___ TEXTO SELECCIONADO ___
Desde el año 2012 en España se ha vuelto a implantar la necesidad de pagar tasas judiciales para acceder a la administración de justicia, como ocurría en los años 80 del siglo pasado. Cantidades que van de los 200 a los 1.200 euros como mínimo, según el tipo de juicio de que se trate. Esto ha supuesto en la práctica una reducción importante de la litigiosidad en todos los órdenes jurisdiccionales, salvo en el social, en el que por razones obvias procedentes de la grave crisis de empleo y por la inaplicación de las tasas, ha llevado a un ligero aumento de los asuntos en tramitación, aunque con retrasos de más de un año para su resolución.

Ya sabemos que las estadísticas son un fiel reflejo de la verdad material de las cosas, pero detrás de sus fríos números se encuentran realidades sociológicas que explican los efectos que determinadas decisiones políticas producen en la vida de las personas en función de su situación económica. Una persona se come un pollo y otra ninguno, pero estadísticamente esas dos personas se han comido medio pollo cada una. Pues aquí pasa lo mismo ya que la reducción en la litigiosidad no afecta igual a los bancos y aseguradoras que a los trabajadores y ciudadanos de clase media como consecuencia del encarecimiento que las tasas judiciales han provocado en el coste de los procedimientos judiciales.

En lugar de aumentar los recursos destinados a la administración de justicia con más jueces y juzgados para dar respuesta de manera ágil y rápida a la demanda de justicia, lo que se ha hecho es poner mayores obstáculos económicos al acceso a la justicia, lo que inevitablemente produce que en España tengamos en estos momentos exclusivamente una justicia para ricos.
___ DATOS PROPORCIONADOS ___
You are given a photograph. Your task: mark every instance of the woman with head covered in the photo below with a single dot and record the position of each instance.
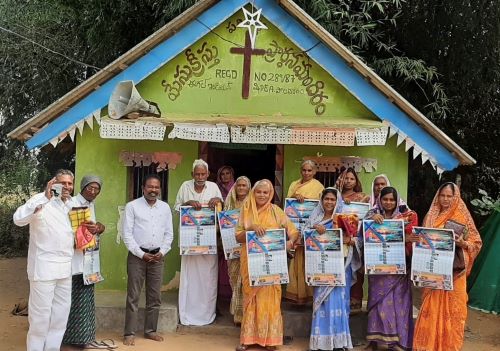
___
▸ LA CONSIGNA
¿Podrías escribir la continuación del texto sobre las tasas judiciales en España a partir de su última frase?

▸ RESPUESTA A LA TAREA
La última vuelta de tuerca la van a producir las reformas al unísono del Código Penal y de la Ley de Seguridad Ciudadana. De nuevo se pretende reducir la litigiosidad descargando a los juzgados de trabajo para no tener que destinar más recursos a la administración de justicia. Pero lo que en un principio podría resultar deseable, ya que se despenalizan determinadas figuras delictivas leves (hasta ahora calificadas como faltas y sancionadas con penas leves, en su mayoría con multas económicas no superiores a 300 euros y que no dejan antecedentes penales), en la práctica supone un agravamiento de las sanciones de esas conductas, pues pasan a ser calificadas como faltas administrativas con multas de hasta 1.000 euros.

Hablamos de infracciones relacionadas con el orden público que suelen surgir en concentraciones, manifestaciones y protestas en la vía pública y que hasta ahora eran resueltas con todas las garantías jurisdiccionales por un juez. Ahora, con las reformas de ambas normas, pasaran a ser impuestas por la propia administración que gestiona el orden público, es decir por las Delegaciones de Gobierno a las que les falta el carácter de imparcialidad en la evaluación de esas conductas que sí tienen los jueces. Y lo que es más grave: si hasta ahora el acceso a la justicia para el examen de estos asuntos era gratuito, tras la reforma recurrir una multa administrativa de 300 euros exigirá el pago de una tasa mínima de 200 euros, a lo que habrá que añadir los gastos de defensa jurídica.

En la práctica, por tanto, se está creando una justicia para ricos, una justicia generadora de desigualdad en un ámbito básico de la democracia y una situación material facilitadora de la represión por parte de los poderes del Estado. Todo ello con evidente indefensión para todos los ciudadanos y ciudadanas que no formen parte de las élites políticas, económicas o institucionales. Al final parece que esta democracia solamente nos deja la salida que han encontrado en el barrio de Gamonal de Burgos, lo que realmente supone un fracaso de la democracia y del derecho a la participación ciudadana en la vida pública.

Presidente de la FABZ.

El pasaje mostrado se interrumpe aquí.